* Your assignment: Your task is to write out exactly the lines from the line containing "Where can you spot the wooden" through the end of the records, inclusive at both ends.
Entries supplied START
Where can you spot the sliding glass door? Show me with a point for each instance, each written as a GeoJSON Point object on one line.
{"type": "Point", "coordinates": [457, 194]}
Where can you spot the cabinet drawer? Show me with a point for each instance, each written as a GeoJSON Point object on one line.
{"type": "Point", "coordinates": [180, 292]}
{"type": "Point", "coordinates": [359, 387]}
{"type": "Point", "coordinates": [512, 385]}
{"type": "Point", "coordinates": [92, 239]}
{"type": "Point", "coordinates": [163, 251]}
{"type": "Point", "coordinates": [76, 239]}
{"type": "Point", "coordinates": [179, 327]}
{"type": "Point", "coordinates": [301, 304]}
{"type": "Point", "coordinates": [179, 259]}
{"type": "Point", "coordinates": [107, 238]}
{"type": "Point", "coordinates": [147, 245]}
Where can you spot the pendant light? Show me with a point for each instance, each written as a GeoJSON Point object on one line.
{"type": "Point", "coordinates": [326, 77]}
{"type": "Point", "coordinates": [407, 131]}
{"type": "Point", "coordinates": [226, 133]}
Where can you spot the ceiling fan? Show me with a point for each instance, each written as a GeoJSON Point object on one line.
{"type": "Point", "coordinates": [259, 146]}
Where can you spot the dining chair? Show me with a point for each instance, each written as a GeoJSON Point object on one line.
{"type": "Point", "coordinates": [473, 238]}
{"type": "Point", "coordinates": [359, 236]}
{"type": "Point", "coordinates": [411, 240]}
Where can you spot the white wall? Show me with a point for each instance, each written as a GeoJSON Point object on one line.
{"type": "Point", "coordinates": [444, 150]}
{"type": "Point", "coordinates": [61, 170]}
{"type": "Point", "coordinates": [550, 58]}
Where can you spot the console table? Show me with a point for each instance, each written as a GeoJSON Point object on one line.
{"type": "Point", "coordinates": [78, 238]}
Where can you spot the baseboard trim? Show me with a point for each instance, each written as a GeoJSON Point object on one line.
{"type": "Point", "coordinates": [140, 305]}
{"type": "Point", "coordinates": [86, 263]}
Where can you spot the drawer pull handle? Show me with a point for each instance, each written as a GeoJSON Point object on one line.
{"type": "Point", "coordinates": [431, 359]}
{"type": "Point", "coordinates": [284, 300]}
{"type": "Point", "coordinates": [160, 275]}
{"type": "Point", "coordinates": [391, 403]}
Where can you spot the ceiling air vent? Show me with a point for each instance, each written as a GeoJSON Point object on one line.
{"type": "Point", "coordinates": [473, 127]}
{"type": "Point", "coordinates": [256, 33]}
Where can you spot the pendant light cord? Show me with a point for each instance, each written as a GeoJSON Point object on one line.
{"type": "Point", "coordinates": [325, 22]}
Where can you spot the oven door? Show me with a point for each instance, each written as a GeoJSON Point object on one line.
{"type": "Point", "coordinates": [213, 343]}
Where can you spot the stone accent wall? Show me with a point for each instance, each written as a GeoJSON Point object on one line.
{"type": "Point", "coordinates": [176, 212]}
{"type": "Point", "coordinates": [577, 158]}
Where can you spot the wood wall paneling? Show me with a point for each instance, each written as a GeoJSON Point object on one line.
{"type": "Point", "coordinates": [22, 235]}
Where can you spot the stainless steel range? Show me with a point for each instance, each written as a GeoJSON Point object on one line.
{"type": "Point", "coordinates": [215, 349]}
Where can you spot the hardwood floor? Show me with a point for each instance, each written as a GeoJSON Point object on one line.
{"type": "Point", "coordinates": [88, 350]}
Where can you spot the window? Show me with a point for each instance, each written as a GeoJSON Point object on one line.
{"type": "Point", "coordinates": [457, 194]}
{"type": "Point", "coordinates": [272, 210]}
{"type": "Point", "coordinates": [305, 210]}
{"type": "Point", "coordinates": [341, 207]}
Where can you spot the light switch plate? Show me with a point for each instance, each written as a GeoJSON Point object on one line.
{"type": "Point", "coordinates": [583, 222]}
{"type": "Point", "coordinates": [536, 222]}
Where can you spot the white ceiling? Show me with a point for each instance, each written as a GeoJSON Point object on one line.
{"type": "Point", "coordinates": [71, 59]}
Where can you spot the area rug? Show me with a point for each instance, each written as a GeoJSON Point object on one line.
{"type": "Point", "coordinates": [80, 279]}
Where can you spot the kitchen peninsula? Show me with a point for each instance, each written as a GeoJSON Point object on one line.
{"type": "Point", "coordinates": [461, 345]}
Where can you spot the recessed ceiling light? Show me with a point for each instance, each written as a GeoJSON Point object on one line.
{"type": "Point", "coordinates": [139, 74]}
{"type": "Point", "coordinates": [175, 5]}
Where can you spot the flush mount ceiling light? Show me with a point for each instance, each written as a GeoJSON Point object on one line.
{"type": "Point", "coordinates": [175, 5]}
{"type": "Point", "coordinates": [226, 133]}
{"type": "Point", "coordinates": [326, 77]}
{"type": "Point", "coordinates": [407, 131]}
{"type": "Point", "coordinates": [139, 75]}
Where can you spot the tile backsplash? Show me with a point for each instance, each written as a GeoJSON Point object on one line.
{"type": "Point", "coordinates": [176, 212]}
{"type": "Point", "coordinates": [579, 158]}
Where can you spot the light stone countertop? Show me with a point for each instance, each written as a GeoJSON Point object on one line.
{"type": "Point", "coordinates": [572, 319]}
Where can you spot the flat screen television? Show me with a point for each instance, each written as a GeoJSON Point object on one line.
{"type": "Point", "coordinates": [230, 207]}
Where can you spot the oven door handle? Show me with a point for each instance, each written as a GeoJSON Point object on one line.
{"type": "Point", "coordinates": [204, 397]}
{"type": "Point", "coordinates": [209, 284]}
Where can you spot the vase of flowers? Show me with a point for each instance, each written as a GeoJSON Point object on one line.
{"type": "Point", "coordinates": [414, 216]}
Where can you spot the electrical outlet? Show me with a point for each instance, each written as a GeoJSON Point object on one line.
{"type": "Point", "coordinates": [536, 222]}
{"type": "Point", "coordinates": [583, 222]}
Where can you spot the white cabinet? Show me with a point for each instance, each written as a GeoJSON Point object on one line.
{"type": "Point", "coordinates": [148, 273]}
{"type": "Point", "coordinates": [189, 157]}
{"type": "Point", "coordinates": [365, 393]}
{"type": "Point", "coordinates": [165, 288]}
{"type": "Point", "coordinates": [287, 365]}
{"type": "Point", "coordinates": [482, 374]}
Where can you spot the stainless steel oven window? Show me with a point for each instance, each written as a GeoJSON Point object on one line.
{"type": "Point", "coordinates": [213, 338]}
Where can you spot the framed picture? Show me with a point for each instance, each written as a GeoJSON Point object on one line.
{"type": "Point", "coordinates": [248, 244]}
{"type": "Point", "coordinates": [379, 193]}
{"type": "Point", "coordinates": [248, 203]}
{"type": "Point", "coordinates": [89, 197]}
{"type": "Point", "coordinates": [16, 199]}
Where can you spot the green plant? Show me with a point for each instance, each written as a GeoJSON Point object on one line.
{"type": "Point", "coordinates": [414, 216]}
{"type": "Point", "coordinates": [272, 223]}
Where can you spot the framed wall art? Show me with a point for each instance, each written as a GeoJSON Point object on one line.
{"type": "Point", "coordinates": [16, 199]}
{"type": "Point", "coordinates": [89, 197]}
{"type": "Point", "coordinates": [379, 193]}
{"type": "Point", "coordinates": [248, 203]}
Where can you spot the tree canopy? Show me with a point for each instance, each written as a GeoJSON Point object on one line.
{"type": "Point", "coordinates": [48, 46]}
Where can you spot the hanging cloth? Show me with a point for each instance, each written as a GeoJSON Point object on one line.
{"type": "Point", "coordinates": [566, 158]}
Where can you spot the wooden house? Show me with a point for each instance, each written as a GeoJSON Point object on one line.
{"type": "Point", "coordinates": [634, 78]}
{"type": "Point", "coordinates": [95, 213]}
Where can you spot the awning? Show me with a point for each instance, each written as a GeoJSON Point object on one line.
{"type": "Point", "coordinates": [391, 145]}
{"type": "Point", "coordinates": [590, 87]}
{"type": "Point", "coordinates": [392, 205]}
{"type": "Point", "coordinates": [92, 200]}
Entries supplied END
* Answer box:
Where can you spot the wooden house? Show me with a point for each instance, each written as a GeoJSON Point object on one line.
{"type": "Point", "coordinates": [634, 78]}
{"type": "Point", "coordinates": [95, 213]}
Where can you spot the awning? Show me with a point for each instance, each written as a GeoJSON Point object on one line.
{"type": "Point", "coordinates": [391, 145]}
{"type": "Point", "coordinates": [590, 87]}
{"type": "Point", "coordinates": [392, 205]}
{"type": "Point", "coordinates": [92, 200]}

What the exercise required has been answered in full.